**Excerpted passage**
Last edited 16 Nov 2020

Main author

Tom Blois-Brooke Engineer Website

BREEAM Energy monitoring


[edit] Aim and benefits

The aim of this credit is to encourage the installation of sub-meters to allow building facilities managers and building users to monitor energy consumption within the building and facilitate identifying end uses with a higher energy demand with the intention to reduce consumption where possible (saving money and CO2 emissions).

In an ideal world, it would also allow building occupiers compare meter readings to predicted values to help identify whether there is faulty equipment or the building is being operated incorrectly. As it stands, the "performance gap" makes this difficult. ENE 01 under BREEAM 2018 aims to start to address this.

This issue offers the following potential benefits to end users and clients:

[edit] When to consider

RIBA Stages 3-4 (Developed Design-Technical Design)

[edit] Step-by-step guidance

[edit] Sub-metering of major energy-consuming systems

1. Define all energies relevant for the assessed building (electricity, gas, district heating/cooling, gas, LPG, etc.)

2. Identify all energy-consuming systems present in the building, performing the following functions (in the BREEAM Manual see additional information on the Issue) and these are to be sub-metered:

  1. Transport systems (lifts, escalators, moving platforms).
  2. Covered car parks.
  3. Dedicated computer room, server rooms, datacentres.
  4. Kitchen and catering equipment.
  5. Water features (swimming or hydrotherapy pool, fountains, etc.).
  6. Telecommunications (mobile providers, etc.).
  7. Electric cars charging stations.
  8. Drama studios and theatres with large lighting rigs.
  9. Ovens or furnaces.
  10. External lighting, advertisement, decorative lighting.
  11. Floodlighting.
  12. Ventilation, heating and cooling in circulating areas (revolving doors, air curtains etc.).

CIBSE GIL 65: Tab 13 Size of plant for which separate metering would be reasonable:

Plant Rated input power (kWh)

**Objective**
Write the next part of the BREEAM energy monitoring guidance, picking up right after its last line. The data that comes next has no connection to the BREEAM energy monitoring guidance.

**Listed records**
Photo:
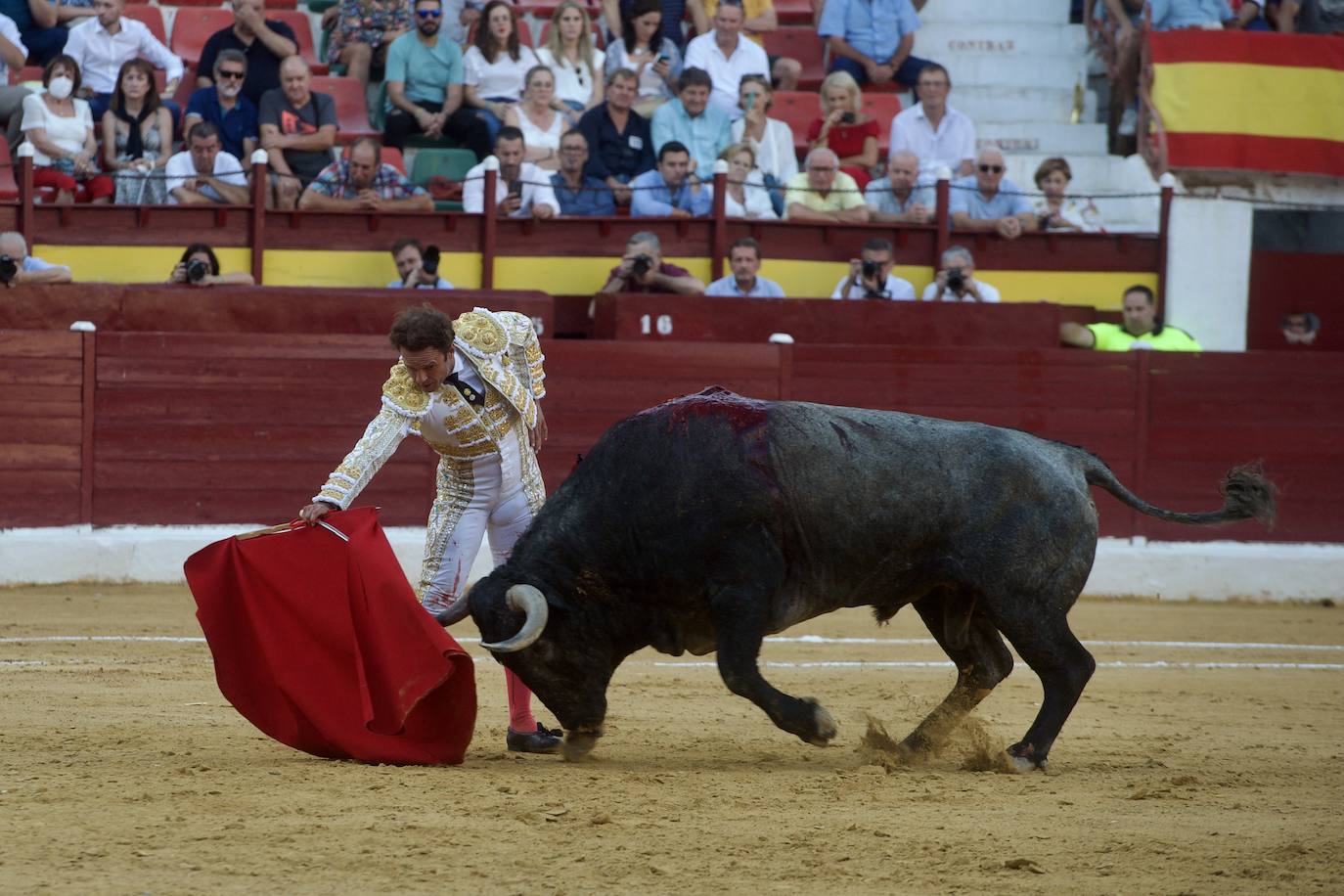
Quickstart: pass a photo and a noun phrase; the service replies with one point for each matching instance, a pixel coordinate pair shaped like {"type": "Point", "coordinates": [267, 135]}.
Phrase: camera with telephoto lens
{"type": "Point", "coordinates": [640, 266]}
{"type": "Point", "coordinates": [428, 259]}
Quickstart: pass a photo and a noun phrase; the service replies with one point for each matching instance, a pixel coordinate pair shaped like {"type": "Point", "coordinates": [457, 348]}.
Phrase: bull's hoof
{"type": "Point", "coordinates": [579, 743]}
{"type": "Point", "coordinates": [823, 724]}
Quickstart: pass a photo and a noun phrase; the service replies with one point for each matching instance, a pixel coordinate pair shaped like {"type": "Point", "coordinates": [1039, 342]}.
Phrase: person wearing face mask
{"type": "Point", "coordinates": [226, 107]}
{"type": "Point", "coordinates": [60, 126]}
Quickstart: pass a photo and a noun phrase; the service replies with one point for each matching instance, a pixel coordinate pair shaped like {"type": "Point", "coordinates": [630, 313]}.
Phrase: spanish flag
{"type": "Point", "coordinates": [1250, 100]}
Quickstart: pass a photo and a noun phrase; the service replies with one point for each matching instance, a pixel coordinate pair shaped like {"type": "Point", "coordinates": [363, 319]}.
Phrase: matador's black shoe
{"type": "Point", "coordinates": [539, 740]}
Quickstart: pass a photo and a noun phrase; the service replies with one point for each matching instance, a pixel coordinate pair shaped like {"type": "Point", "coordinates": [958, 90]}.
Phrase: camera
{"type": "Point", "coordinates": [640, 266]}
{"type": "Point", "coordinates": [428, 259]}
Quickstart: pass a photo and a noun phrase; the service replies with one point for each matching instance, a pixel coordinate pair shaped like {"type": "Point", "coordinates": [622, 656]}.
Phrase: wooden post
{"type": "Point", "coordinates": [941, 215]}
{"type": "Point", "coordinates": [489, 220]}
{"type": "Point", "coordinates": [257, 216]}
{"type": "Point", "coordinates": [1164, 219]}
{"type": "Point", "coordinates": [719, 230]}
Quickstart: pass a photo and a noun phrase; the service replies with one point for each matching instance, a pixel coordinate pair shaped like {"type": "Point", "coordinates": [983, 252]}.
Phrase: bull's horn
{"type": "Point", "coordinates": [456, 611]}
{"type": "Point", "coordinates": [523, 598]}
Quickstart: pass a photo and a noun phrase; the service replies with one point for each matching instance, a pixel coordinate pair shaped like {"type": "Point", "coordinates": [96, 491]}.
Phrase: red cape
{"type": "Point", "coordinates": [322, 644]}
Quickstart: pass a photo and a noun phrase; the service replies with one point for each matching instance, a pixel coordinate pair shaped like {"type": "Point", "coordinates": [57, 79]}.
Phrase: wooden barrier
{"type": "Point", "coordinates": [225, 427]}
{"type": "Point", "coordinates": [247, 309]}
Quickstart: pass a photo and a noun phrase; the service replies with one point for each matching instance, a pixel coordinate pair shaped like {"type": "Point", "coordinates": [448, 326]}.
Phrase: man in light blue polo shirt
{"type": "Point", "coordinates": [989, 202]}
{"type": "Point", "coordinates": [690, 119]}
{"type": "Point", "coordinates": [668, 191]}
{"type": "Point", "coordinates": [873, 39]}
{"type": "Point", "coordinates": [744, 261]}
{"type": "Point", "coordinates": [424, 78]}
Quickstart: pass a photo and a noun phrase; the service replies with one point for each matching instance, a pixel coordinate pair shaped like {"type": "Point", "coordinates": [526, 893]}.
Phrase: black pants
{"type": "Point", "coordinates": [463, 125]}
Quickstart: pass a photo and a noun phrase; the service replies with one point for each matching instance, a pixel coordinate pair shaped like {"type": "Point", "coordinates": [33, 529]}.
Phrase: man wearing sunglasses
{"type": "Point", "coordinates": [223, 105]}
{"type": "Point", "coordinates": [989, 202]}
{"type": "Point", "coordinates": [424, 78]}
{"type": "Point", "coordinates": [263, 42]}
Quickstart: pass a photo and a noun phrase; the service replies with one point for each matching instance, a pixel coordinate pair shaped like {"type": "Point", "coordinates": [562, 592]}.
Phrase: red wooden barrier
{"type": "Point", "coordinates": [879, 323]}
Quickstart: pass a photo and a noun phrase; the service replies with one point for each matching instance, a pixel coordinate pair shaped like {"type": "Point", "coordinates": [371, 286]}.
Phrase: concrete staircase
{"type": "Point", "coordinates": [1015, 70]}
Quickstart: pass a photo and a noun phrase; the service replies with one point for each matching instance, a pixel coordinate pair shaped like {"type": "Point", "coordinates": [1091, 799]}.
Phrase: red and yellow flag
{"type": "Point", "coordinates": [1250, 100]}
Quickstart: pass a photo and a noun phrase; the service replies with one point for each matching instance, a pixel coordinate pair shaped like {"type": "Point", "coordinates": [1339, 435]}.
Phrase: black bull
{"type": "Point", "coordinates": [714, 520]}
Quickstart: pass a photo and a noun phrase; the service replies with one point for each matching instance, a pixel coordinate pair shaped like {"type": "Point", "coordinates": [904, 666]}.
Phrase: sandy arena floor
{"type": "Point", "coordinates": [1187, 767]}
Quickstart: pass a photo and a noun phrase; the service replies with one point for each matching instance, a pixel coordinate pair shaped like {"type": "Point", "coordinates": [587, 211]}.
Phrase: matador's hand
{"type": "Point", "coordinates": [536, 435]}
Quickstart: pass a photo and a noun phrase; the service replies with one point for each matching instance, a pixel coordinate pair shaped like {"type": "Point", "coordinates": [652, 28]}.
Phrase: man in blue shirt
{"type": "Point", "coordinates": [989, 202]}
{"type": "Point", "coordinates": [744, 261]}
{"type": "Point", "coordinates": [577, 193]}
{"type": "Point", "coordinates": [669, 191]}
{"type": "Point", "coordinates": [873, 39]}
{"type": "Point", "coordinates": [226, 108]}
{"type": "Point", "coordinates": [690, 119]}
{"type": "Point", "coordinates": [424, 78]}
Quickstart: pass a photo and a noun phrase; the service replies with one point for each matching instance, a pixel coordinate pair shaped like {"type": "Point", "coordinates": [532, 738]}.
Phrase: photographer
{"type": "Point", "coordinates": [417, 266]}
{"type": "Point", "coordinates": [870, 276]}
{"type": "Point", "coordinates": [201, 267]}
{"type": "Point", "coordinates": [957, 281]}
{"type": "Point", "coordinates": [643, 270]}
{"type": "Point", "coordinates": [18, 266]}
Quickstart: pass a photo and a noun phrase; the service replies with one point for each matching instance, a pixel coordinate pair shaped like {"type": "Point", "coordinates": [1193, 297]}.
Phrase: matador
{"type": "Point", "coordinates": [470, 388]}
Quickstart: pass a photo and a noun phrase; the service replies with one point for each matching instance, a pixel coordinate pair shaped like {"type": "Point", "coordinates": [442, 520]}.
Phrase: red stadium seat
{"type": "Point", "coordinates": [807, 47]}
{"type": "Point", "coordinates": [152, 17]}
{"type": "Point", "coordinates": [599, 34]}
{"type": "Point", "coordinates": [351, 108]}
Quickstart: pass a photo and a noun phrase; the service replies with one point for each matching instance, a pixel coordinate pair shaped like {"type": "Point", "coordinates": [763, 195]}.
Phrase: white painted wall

**Result of this exercise**
Boiler installations comprising one or more boilers or CHP plant feeding a common distribution circuit 50
Chiller installations comprising one or more chiller units feeding a common distribution circuit 20
Electric humidifiers 10
Motor control centres providing power to fans and pumps 10
Final electrical distribution boards 50

3. The designer is to provide estimated annual energy consumption for each sub-metered part.

4. Calculate whether metering of individual systems covers at least 90% of each energy/fuel consumption. Consumption of systems/areas without metering can be calculated based on deduction of other sub-metered values or based on operating hours, installed load etc. Where the sum of sub-metered consumption is less than 90%, additional sub-metering is needed. For more guidance see CIBSE guidelines, especially General Information Leaflet 65 (link below) with easily understandable diagrams and schemes.

5. Define the scale of the building for correct metering system selection:

6. Ensure that meters will be easily identifiable to the building users (property, facility or office manager) through meters labelling and/or Building Management Systems (BMS) designation.

[edit] Sub-metering of high-energy load and tenancy areas

1. All meters and their monitoring systems are specified according to the points 5. and 6. above.

2. Identify the future building use and potential tenanted areas.

3. Ensure each tenanted area has sub-metering for the significant majority (> 90 %) of the energy supply, where applicable:

4. For single occupancy, building metering must be divided per floor and per functional area. Functional area types depend on the building usage and are not exhaustive (see the list below).

For small tenant units (GIFA < 250 m2) only one meter for electricity, heating and hot water per unit fulfils the requirement. For larger tenant units (GIFA > 250 m2) metering for both the whole unit and for relevant functional areas is required.

List of functional areas types (in BREEAM Manual see Compliance note – Building type specific):

  1. Offices (metering by floor plate and by tenants).
  2. Catering.
  3. Tenant units.
  1. Sales area.
  2. Storage and warehouse.
  3. Cold storage.
  4. Offices.
  5. Catering.
  6. Tenant units.
  1. Office areas.
  2. Operational area.
  3. Ancillary areas (e.g. canteens etc.).
  1. Kitchens (excluding small staff kitchens and food technology rooms).
  2. Office area.
  3. Computer suites.
  4. Workshops.
  5. Lecture halls.
  6. Conference rooms.
  7. Drama studios.
  8. Swimming pools.
  9. Sports halls.
  10. Process areas.
  11. Laboratories.
  12. High containment suites within laboratories.
  13. Controlled environment chambers.
  14. Animal accommodation areas.
  15. Data centres.
  16. IT work and study rooms, including IT-equipped library spaces and any space with provision of more than one computer terminal per 5m².
  17. Individual sub-metering of standard classrooms or seminar rooms is not required.
  1. Office areas.
  2. Catering (kitchens or restaurant).
  3. Conference suites.
  4. Swimming pool or leisure facilities.
  5. Hotel bedrooms metered per floor, core, floor plate, in a strategy that would provide benefit to facility management.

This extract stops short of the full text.